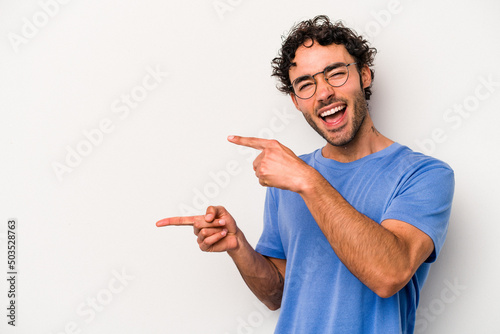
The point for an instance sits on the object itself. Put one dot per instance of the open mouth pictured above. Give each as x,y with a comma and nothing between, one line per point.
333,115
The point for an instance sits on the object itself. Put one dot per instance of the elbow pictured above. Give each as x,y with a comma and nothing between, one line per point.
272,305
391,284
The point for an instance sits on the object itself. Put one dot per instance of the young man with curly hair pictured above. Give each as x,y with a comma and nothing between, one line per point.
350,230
...
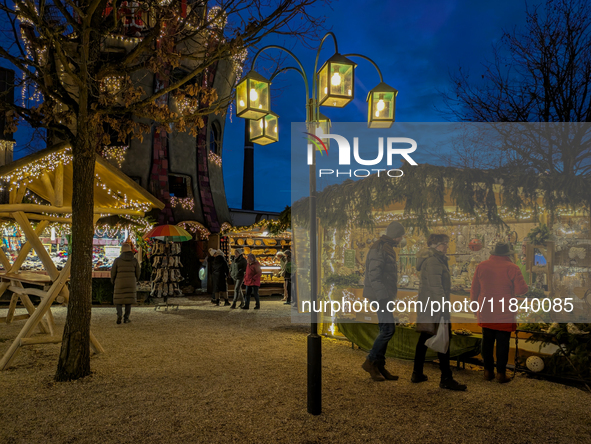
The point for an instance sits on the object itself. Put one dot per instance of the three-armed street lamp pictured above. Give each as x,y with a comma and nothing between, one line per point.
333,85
...
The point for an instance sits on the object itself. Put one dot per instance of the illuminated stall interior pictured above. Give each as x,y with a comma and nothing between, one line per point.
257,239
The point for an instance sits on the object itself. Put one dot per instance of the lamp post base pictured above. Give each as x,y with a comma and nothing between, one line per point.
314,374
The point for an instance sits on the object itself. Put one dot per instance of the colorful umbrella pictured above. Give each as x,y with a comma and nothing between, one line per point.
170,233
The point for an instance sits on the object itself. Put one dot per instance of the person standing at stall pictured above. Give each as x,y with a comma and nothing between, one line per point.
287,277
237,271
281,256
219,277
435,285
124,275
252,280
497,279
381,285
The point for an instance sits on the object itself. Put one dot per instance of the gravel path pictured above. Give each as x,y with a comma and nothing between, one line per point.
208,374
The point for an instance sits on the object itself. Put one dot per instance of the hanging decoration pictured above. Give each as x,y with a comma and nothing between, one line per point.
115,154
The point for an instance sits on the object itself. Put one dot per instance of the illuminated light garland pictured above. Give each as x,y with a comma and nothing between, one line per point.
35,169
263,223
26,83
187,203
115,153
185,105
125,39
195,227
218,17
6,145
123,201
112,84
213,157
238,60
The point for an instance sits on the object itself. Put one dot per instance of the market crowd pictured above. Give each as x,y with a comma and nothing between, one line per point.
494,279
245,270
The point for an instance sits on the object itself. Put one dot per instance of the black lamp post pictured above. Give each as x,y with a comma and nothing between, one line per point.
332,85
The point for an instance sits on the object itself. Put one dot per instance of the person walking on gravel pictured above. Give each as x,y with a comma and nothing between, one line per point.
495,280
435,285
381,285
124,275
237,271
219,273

## EXERCISE DESCRIPTION
Which lines above contain the string "armed"? Return each of them in full.

## OUTPUT OF THE TASK
The point for an instance sits on the object itself. Put one dot per instance of the three-armed street lamp pictured above. Give each as x,y with a comma and nothing between, one line per point.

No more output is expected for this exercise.